**PROBLEM TO SOLVE:**
Retype, without alteration, each line from the line containing "Question. Identify the white mug" to the final line of the records.

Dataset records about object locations
++++++

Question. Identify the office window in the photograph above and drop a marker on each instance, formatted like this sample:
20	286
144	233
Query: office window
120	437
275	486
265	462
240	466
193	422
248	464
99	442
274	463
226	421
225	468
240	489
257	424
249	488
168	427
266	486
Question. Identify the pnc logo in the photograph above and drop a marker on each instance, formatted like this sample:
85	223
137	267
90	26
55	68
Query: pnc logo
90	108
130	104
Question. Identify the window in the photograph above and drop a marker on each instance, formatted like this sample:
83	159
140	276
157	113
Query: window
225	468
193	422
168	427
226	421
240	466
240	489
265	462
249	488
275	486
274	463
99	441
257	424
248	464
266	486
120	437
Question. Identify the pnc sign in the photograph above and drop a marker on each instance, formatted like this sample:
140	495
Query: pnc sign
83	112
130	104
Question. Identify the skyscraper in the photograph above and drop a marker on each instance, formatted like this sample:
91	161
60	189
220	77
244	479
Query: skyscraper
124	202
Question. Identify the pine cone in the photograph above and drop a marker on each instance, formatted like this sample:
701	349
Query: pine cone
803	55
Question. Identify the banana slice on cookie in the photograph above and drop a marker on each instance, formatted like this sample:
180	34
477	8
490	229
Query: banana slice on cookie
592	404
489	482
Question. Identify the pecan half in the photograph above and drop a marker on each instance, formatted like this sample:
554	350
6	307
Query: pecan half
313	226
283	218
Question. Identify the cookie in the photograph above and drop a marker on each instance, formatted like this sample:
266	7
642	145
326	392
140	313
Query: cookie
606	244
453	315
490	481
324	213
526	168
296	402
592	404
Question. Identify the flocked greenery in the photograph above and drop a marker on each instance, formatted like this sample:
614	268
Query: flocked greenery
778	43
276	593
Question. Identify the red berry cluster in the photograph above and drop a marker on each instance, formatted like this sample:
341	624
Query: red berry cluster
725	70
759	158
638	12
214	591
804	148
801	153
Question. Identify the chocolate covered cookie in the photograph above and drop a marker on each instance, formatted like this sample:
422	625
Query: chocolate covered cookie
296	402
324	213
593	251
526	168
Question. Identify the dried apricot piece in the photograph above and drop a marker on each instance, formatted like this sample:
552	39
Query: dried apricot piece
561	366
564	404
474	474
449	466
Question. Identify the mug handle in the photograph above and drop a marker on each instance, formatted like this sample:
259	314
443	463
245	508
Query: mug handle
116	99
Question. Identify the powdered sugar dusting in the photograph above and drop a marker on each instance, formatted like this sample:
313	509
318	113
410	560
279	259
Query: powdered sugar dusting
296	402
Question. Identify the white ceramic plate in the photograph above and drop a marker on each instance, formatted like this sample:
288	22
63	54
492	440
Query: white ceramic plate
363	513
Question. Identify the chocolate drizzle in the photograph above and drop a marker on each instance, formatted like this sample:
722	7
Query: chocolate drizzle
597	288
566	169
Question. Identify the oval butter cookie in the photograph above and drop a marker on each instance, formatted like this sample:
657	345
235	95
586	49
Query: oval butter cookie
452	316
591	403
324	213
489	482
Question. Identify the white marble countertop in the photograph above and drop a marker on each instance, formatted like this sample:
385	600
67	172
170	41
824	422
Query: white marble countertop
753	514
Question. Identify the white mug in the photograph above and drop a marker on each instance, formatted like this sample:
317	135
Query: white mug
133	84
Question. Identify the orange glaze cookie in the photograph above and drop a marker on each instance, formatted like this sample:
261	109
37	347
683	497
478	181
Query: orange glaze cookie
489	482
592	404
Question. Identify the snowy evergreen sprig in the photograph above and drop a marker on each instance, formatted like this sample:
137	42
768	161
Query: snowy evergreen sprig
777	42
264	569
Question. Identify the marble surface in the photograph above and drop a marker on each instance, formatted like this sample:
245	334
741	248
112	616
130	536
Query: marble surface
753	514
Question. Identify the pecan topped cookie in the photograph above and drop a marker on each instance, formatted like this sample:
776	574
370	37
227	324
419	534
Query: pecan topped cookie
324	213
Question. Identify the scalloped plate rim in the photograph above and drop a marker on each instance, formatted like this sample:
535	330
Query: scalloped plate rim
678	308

++++++

**THE RESPONSE:**
Question. Identify the white mug in the photograph above and drop a marker on each instance, formatted like this sample:
317	135
Query: white mug
133	84
Question. Identify the orange glaze cookie in the photograph above and drop a marker on each instance, formatted like this sample:
261	109
37	347
683	497
478	181
Query: orange glaze cookie
489	482
592	404
Question. Identify the snowy evergreen sprig in the photograph above and drop a marker on each instance, formatted like this sample:
137	42
768	161
Query: snowy evergreen sprig
777	42
264	569
Question. Identify the marble surface in the photograph above and drop a marker on each instance, formatted like this sample:
245	334
741	248
112	616
130	536
Query: marble surface
753	514
Question. Identify the pecan topped cookie in the photograph above and drop a marker on each instance, formatted like this sample:
776	574
370	37
227	324
419	534
Query: pecan topped cookie
324	213
Question. Identify the scalloped plate rim in the photograph above and drop a marker on each instance, formatted like this sample:
535	330
Query: scalloped plate rim
678	308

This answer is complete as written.